Contour labeling data:

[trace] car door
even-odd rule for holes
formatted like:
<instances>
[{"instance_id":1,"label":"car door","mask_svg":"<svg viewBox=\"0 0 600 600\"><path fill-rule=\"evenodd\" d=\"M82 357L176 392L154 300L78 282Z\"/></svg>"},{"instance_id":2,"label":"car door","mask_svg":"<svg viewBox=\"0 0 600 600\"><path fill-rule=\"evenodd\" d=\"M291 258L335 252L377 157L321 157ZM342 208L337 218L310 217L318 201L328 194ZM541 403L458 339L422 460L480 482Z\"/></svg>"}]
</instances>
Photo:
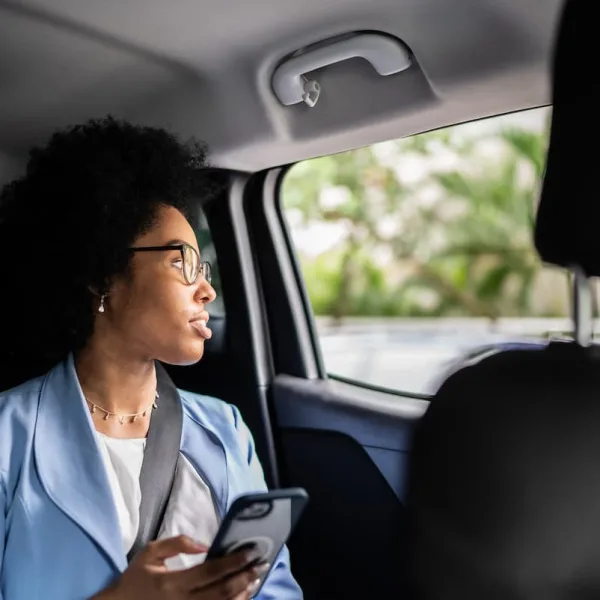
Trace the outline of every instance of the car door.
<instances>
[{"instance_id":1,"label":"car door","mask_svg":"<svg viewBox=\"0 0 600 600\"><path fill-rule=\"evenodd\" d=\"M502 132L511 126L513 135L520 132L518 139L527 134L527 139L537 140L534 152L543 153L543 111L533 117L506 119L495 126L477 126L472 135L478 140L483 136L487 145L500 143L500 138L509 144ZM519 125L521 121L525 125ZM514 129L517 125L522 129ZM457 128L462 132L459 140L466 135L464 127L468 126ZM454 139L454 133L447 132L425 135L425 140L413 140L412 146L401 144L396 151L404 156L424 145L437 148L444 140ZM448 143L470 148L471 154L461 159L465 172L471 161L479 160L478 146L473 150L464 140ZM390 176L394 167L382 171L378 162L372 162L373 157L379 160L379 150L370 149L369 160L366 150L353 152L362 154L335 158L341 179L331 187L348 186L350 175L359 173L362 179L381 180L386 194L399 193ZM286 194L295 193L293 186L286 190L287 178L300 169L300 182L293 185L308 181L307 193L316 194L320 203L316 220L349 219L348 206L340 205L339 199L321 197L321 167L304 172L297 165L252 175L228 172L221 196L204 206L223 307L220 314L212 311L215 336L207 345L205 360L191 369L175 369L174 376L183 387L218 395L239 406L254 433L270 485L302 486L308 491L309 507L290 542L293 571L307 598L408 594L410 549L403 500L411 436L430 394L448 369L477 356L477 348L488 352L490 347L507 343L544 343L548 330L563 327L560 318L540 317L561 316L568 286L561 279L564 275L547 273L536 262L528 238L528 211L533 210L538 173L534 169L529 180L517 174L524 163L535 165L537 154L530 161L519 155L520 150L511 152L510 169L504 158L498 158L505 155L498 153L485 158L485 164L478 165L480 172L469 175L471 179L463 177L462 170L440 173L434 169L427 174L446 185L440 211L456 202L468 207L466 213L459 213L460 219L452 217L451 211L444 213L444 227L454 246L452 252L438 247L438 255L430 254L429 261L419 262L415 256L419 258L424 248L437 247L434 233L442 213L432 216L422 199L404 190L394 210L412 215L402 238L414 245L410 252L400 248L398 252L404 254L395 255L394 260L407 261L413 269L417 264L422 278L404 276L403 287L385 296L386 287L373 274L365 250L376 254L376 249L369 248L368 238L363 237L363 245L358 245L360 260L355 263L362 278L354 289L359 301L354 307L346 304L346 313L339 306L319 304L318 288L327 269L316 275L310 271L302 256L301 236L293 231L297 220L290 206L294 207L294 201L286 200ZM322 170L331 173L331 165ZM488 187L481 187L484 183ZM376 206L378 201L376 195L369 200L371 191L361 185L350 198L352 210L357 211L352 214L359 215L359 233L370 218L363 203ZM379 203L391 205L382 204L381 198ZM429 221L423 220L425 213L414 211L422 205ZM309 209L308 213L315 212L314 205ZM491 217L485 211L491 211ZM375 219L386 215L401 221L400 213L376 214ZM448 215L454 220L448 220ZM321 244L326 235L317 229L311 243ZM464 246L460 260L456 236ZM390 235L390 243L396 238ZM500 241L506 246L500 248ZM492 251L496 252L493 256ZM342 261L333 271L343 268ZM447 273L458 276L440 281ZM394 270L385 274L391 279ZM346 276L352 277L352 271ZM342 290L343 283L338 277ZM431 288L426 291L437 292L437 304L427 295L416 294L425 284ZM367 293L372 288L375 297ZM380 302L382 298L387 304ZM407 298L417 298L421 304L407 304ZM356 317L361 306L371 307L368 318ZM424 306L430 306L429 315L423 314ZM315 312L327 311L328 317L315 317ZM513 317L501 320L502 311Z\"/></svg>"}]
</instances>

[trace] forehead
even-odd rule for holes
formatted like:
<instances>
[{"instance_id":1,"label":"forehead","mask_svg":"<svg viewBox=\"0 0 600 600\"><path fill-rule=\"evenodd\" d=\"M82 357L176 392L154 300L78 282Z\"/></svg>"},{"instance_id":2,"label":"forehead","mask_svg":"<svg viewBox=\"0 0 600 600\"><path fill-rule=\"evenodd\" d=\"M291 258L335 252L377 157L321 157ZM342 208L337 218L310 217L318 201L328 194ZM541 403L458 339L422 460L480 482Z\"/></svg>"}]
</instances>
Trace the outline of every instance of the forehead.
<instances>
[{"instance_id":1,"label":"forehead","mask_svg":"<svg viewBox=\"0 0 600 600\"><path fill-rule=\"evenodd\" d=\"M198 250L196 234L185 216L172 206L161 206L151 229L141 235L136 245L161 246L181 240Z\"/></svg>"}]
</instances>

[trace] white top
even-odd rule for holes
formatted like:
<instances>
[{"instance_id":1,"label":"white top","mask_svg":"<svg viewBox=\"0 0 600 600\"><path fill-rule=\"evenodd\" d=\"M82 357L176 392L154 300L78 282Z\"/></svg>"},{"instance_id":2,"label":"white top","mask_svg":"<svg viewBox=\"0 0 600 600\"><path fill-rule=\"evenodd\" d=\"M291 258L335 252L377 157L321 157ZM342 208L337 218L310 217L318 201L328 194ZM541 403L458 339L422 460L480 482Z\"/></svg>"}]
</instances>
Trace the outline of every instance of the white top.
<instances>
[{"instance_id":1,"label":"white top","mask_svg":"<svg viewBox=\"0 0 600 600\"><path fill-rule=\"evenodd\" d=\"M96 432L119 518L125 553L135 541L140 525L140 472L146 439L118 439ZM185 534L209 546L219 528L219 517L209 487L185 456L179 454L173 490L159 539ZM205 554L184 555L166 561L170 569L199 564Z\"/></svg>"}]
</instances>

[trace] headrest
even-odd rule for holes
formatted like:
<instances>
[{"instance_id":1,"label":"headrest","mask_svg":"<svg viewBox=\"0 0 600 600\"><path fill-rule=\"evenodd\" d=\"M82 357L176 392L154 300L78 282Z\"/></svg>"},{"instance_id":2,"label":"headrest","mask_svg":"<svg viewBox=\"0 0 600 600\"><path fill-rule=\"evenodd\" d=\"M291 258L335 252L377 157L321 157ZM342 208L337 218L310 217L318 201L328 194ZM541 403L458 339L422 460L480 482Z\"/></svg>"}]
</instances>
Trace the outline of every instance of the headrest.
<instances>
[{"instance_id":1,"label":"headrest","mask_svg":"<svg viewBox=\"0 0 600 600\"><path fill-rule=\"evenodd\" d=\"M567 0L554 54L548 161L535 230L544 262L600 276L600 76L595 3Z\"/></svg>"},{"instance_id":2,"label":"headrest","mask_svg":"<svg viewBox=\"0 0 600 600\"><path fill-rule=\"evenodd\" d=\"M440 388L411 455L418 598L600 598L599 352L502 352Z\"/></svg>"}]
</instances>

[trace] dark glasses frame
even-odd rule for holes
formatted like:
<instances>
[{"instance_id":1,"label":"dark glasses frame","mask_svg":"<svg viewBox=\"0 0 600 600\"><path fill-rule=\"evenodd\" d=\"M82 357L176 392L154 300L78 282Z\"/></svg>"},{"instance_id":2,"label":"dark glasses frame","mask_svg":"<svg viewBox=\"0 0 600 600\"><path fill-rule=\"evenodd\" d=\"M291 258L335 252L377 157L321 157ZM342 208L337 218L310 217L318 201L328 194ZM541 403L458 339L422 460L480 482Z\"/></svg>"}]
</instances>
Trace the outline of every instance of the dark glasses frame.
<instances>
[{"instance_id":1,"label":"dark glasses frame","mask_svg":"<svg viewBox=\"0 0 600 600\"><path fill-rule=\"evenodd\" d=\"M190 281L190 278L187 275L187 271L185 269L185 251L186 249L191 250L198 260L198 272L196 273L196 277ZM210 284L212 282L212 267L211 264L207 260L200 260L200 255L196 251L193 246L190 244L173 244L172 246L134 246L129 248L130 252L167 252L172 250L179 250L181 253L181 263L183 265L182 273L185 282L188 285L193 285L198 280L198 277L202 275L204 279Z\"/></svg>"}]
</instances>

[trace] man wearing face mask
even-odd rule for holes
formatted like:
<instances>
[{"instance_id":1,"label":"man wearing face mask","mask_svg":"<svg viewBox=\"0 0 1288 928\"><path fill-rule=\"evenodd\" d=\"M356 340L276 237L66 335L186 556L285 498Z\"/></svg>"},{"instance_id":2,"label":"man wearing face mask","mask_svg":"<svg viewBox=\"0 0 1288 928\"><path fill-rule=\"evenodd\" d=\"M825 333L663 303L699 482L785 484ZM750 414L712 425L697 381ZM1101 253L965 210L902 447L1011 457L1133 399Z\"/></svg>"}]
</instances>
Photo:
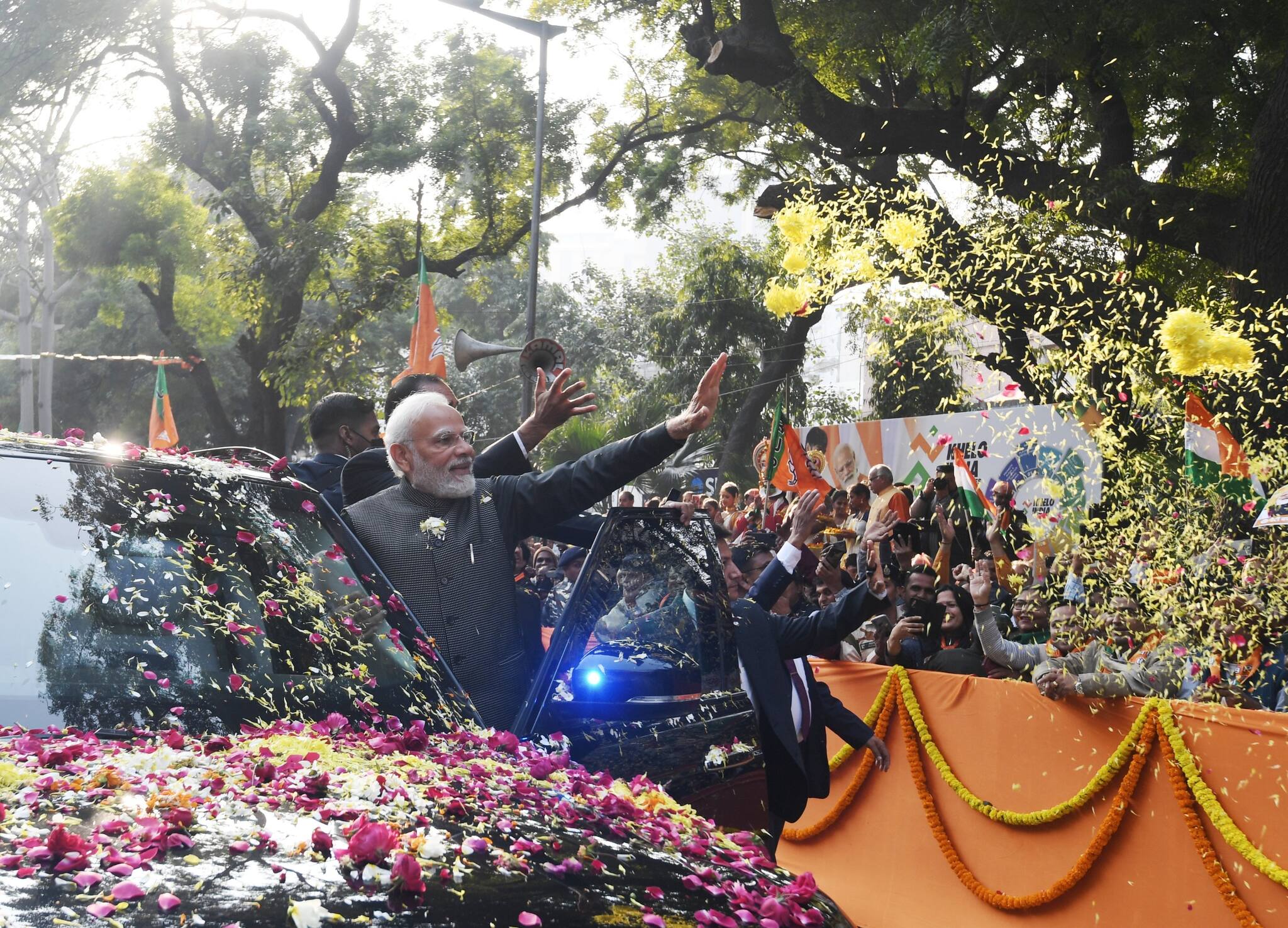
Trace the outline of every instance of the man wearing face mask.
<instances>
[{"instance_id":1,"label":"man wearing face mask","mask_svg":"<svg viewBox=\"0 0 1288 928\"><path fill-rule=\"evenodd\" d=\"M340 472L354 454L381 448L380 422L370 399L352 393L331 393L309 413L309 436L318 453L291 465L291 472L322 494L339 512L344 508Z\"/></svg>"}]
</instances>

---

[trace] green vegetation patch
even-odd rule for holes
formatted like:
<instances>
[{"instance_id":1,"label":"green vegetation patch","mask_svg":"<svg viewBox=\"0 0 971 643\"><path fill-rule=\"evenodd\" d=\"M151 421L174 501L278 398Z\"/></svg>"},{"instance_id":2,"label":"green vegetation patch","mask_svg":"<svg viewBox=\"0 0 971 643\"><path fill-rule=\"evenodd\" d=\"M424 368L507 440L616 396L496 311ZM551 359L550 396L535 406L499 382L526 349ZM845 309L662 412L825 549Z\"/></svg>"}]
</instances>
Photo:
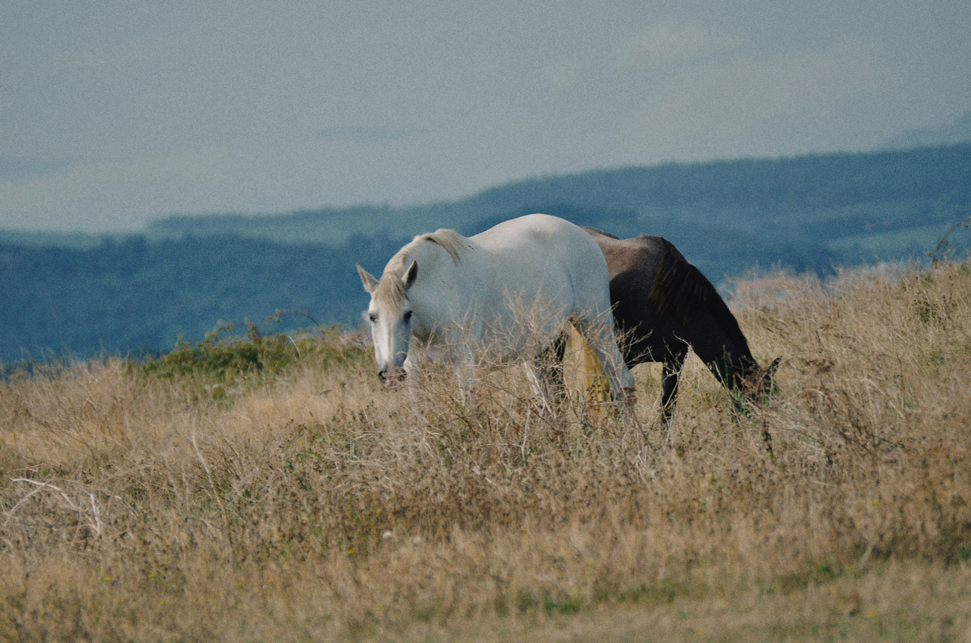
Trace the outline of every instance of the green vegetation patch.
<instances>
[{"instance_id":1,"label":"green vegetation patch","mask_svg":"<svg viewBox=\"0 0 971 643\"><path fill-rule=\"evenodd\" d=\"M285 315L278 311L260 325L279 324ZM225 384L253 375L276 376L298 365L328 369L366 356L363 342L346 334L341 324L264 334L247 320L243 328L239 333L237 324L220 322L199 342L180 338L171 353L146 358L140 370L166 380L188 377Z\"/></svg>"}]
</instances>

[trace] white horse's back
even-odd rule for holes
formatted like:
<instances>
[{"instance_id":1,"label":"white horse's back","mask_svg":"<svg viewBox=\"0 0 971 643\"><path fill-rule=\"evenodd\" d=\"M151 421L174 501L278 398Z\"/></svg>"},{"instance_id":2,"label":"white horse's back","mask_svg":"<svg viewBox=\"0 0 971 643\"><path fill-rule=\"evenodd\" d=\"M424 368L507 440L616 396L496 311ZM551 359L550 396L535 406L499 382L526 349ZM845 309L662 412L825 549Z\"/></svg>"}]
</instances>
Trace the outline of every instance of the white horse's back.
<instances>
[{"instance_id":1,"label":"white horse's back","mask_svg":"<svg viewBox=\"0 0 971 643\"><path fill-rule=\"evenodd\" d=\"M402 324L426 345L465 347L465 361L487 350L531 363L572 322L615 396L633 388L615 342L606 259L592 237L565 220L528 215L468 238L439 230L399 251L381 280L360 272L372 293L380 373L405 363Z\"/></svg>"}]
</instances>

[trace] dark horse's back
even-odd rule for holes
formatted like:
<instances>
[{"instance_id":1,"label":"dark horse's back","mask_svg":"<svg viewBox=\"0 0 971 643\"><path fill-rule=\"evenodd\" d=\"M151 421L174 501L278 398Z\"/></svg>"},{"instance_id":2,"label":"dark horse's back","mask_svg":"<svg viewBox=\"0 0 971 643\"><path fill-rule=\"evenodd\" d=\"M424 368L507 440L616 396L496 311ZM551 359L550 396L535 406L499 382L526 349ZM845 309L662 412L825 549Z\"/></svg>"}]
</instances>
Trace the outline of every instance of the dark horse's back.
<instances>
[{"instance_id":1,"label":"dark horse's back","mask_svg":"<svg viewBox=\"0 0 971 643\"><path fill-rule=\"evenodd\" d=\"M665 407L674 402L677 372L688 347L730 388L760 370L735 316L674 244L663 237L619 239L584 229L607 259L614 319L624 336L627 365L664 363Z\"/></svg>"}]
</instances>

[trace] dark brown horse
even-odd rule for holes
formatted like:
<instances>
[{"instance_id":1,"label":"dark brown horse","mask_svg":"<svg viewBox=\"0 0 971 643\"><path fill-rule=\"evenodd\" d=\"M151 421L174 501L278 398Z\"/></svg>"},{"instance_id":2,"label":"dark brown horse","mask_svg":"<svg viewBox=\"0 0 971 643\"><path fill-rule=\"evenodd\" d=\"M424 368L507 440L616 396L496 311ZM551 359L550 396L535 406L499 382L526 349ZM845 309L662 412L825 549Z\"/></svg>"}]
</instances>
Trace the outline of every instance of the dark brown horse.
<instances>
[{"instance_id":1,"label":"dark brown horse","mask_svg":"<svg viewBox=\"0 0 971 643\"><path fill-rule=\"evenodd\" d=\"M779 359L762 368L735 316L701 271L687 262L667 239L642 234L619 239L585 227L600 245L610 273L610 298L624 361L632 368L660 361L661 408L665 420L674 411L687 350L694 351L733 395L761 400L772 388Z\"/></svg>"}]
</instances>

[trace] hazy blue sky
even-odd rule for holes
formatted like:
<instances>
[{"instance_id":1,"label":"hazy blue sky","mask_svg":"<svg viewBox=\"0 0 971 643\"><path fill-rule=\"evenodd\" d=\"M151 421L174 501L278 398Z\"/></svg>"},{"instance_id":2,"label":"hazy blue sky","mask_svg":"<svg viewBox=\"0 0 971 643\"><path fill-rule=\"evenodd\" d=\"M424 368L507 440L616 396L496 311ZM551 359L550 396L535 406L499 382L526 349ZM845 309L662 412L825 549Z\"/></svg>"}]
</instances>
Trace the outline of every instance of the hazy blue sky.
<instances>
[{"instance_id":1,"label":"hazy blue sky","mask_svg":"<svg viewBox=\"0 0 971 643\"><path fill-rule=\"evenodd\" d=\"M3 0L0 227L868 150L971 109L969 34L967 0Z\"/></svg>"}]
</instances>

- What to work on -
Filter the data above down to the lines that contain the string "green", copying each matching line in full. Case counts.

- Worked solution -
[trace] green vegetation patch
[{"instance_id":1,"label":"green vegetation patch","mask_svg":"<svg viewBox=\"0 0 971 643\"><path fill-rule=\"evenodd\" d=\"M151 421L174 501L278 398Z\"/></svg>"},{"instance_id":2,"label":"green vegetation patch","mask_svg":"<svg viewBox=\"0 0 971 643\"><path fill-rule=\"evenodd\" d=\"M424 368L507 440L616 396L496 311ZM551 359L550 396L535 406L499 382L526 349ZM845 309L662 412L825 549Z\"/></svg>"}]
Trace the outline of every instance of the green vegetation patch.
[{"instance_id":1,"label":"green vegetation patch","mask_svg":"<svg viewBox=\"0 0 971 643\"><path fill-rule=\"evenodd\" d=\"M285 315L278 311L260 325L279 324ZM225 384L253 375L276 376L298 365L328 369L366 356L363 342L346 334L341 324L264 334L247 320L243 328L239 333L237 324L220 322L199 342L180 338L171 353L146 358L140 370L166 380L188 377Z\"/></svg>"}]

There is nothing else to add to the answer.